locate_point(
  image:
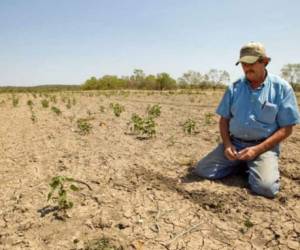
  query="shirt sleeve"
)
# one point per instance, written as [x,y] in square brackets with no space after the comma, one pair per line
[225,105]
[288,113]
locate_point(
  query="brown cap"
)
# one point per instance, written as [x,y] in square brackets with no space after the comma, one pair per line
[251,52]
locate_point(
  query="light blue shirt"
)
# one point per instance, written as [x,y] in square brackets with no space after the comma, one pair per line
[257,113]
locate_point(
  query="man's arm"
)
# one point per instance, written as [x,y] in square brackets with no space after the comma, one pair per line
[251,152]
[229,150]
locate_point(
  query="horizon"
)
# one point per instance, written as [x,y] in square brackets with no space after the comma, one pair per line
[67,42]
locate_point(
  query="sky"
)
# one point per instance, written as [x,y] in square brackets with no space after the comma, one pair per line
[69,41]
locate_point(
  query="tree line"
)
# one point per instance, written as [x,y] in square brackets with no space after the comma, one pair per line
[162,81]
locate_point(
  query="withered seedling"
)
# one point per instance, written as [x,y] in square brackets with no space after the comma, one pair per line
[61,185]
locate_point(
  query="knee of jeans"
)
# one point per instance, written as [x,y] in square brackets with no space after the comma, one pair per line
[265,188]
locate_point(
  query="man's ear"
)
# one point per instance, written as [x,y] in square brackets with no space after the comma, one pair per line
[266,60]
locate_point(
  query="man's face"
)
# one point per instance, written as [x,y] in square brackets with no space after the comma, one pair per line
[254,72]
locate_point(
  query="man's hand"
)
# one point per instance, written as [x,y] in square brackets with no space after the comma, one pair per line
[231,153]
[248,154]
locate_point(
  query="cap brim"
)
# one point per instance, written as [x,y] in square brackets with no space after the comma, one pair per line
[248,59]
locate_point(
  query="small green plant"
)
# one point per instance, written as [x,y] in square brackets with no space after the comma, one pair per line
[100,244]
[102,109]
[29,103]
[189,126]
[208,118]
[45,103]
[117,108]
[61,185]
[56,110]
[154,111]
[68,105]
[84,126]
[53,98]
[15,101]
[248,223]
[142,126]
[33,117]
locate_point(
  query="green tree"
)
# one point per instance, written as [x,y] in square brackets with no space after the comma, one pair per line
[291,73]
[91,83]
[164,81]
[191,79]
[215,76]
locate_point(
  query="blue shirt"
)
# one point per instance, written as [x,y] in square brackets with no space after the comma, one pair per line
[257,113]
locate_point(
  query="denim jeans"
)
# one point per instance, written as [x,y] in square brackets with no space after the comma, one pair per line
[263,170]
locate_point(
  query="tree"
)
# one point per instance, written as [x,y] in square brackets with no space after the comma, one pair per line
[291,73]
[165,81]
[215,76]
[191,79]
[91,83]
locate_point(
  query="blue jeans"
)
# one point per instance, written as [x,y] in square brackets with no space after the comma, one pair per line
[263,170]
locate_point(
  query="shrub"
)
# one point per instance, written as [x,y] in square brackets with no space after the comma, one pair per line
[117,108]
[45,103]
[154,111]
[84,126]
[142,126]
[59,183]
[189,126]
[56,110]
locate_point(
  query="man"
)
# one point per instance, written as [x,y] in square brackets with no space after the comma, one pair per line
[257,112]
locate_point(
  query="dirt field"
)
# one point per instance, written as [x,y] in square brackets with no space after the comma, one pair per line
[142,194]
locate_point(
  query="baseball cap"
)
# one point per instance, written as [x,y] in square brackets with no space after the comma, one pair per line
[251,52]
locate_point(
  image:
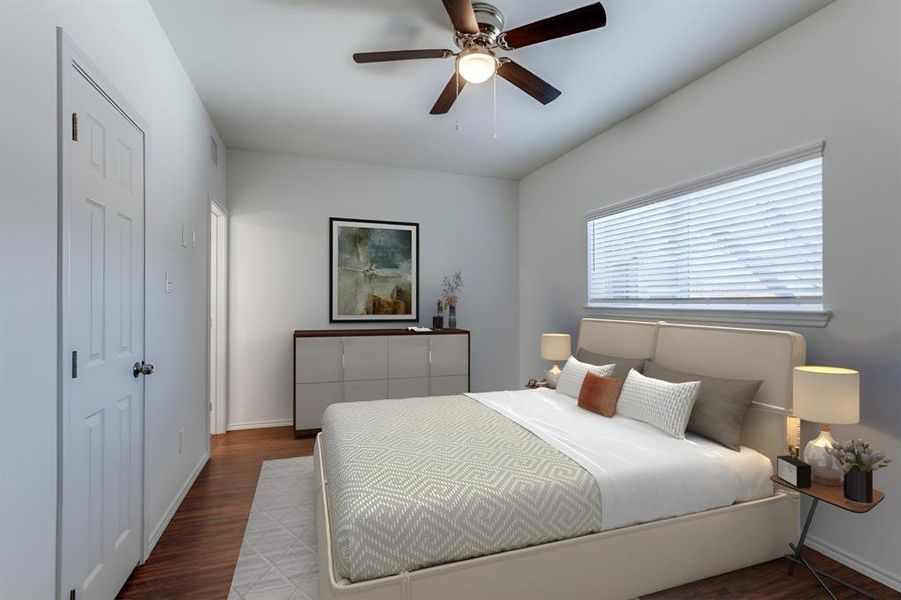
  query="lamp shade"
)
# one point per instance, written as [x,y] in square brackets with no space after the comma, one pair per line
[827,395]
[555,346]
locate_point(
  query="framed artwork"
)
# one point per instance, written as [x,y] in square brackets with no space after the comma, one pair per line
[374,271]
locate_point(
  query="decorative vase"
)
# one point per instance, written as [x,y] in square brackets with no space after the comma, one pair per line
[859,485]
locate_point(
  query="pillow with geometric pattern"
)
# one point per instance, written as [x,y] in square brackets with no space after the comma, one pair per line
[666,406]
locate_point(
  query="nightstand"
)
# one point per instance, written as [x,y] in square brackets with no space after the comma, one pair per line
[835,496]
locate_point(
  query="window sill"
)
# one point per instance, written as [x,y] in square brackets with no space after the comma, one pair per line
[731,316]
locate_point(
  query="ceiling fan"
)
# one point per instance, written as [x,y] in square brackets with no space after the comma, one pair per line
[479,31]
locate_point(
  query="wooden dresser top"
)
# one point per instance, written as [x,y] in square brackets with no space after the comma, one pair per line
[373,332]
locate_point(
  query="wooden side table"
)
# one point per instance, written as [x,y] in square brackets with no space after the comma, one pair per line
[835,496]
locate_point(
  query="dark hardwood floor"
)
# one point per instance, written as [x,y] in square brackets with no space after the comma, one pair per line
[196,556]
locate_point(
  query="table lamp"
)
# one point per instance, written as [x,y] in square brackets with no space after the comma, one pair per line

Your objective
Your answer is a single number: how many lines in the listing above hold "jeans"?

Task solution
3